§ **Description of the task**
Rewrite the listing lines starting with the line that contains "segment coral reef, each instance" and going on through the end of the listing, both ends included, switching "turquoise water" to "clear water" and leaving everything else unchanged.

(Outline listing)
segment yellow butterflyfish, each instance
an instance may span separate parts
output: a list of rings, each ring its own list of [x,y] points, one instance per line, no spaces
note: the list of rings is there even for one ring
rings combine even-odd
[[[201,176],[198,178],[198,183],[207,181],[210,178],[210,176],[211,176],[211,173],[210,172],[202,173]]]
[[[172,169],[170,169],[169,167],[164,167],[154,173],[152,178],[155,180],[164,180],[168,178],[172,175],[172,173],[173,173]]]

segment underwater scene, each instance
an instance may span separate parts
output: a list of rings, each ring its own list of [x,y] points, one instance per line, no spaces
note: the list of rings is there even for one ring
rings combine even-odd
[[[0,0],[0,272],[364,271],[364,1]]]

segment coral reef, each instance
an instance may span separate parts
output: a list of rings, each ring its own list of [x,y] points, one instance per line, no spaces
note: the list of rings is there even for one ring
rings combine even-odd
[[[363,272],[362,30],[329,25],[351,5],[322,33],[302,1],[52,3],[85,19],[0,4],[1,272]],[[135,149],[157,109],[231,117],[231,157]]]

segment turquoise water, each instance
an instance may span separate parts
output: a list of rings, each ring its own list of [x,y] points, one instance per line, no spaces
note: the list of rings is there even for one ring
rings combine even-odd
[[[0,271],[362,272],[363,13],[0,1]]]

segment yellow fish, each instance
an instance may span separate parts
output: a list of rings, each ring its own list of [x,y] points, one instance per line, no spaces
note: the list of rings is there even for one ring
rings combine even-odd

§ **Worked solution**
segment coral reef, each instance
an instance may span separate parts
output: a list of rings, each ring its own list of [x,y] points, one instance per line, no spaces
note: the list of rings is there even for one ring
rings combine even-odd
[[[363,272],[362,30],[329,25],[351,5],[322,33],[302,1],[52,3],[85,19],[0,4],[1,272]],[[135,149],[157,109],[231,117],[231,157]]]

segment clear water, each instance
an instance may span separate parts
output: a list of rings, each ring its own list of [x,y] points, one instance per line, no spaces
note: the list of rings is there even for one ring
rings combine even-odd
[[[0,271],[362,272],[363,13],[0,1]]]

segment yellow fish, each instance
an instance may span separate parts
output: a list of rings, each ring its own list of [x,y] points, one instance per line, no spaces
note: the list of rings is there even for one ring
rings combine even-odd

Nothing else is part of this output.